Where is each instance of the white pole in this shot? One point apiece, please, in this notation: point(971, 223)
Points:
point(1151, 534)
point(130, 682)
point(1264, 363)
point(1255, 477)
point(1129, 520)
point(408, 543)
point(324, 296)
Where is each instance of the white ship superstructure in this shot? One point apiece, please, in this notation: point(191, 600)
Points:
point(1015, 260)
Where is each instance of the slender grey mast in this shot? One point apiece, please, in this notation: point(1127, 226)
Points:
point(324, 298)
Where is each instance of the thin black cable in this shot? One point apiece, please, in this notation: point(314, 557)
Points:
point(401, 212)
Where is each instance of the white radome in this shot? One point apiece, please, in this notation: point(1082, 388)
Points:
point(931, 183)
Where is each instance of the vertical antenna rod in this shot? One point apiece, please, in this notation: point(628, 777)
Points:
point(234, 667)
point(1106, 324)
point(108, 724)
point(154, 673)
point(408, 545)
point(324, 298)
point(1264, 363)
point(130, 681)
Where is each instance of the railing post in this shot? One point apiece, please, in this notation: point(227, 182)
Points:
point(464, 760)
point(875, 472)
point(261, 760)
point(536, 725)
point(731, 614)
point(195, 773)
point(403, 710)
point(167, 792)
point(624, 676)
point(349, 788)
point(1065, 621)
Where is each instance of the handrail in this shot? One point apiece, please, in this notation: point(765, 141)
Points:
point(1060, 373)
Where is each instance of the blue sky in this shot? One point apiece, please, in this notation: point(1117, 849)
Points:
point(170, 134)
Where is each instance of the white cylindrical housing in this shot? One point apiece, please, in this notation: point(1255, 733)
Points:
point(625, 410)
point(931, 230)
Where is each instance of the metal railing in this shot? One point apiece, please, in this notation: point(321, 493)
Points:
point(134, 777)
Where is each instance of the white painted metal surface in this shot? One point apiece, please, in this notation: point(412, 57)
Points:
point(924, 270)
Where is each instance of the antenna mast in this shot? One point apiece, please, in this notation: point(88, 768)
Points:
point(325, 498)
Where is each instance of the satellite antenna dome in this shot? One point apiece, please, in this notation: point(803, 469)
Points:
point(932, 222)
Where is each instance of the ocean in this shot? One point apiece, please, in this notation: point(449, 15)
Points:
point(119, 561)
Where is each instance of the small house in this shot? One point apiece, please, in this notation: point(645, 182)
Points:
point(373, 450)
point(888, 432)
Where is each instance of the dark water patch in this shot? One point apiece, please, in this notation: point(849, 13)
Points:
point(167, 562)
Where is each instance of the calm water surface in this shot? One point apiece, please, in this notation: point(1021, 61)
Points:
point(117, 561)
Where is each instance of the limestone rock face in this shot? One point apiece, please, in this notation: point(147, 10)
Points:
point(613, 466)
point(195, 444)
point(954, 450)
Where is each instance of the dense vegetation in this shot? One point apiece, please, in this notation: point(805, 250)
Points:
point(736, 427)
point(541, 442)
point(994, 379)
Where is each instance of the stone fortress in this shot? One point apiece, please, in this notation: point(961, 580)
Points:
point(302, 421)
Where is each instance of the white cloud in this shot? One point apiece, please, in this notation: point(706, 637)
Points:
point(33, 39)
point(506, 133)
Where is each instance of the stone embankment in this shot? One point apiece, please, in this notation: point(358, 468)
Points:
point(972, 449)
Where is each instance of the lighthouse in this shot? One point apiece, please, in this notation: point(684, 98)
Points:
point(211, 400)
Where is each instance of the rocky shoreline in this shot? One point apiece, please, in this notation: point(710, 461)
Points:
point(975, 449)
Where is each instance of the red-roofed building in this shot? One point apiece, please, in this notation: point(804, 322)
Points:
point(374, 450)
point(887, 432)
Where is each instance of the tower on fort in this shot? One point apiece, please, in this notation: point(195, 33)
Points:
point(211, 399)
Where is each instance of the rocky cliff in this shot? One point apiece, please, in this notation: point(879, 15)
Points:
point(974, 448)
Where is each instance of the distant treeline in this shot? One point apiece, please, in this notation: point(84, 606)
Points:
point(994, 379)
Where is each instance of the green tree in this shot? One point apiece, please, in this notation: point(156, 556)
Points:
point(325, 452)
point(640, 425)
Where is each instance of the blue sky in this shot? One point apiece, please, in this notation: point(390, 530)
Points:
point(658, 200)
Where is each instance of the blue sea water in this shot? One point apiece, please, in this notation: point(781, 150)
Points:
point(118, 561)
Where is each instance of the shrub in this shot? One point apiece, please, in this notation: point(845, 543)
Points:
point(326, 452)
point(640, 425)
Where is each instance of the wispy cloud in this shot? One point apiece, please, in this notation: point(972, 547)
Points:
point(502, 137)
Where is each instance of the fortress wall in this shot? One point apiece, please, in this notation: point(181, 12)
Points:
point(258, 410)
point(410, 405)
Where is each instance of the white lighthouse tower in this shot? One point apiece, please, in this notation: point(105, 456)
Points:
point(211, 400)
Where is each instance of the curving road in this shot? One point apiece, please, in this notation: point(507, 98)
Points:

======

Reproduce word for word every line of the items between the line holding "Where is each instance of the limestone" and the line holding "point(658, 200)", inclusive.

Where is each instance of the limestone rock face in this shot? One point apiece, please, in this notation: point(147, 10)
Points:
point(613, 466)
point(195, 444)
point(954, 450)
Where is each instance of the dense vegetation in this shot? One point apiece, please, in this notation: point(805, 250)
Points:
point(736, 427)
point(541, 442)
point(994, 379)
Where is each instance of the stone fortress in this shot? One point apiece, please, in this notation: point(961, 580)
Points:
point(302, 421)
Where is each instance of the white cloud in this shot? One point apiece, please, in this notation: point(706, 637)
Points:
point(33, 39)
point(506, 133)
Where is each instance of the stone embankment in this shot? One point apiece, please, in this notation: point(358, 468)
Points:
point(972, 449)
Where is each instance of the lighthouse in this shot? One point apiece, please, in this notation: point(684, 98)
Points:
point(211, 400)
Where is each instance of the rocky shoreline in this shot? One point apiece, please, in this notation: point(710, 461)
Points:
point(975, 449)
Where is each instance of the red-roofed building in this shot? One point apiece, please, in this notation: point(804, 322)
Points:
point(374, 450)
point(887, 432)
Where is each instance of the tower on fort in this shot? One point apiece, please, in this notation: point(195, 33)
Points:
point(211, 399)
Where is each instance of the rocky cliff in this shot? One point apiece, please, in this notation: point(879, 15)
Points:
point(974, 448)
Where is each instance of the distant treeline in this shot? One point apiece, please, in this notation: point(84, 606)
Points:
point(994, 379)
Where is each instance of the green tree in this shot? One point apiece, please, in this notation: point(156, 556)
Points:
point(325, 452)
point(640, 425)
Where is each instance of the blue sky in this shot? One point apiece, please, in this notation: point(390, 530)
Points:
point(658, 200)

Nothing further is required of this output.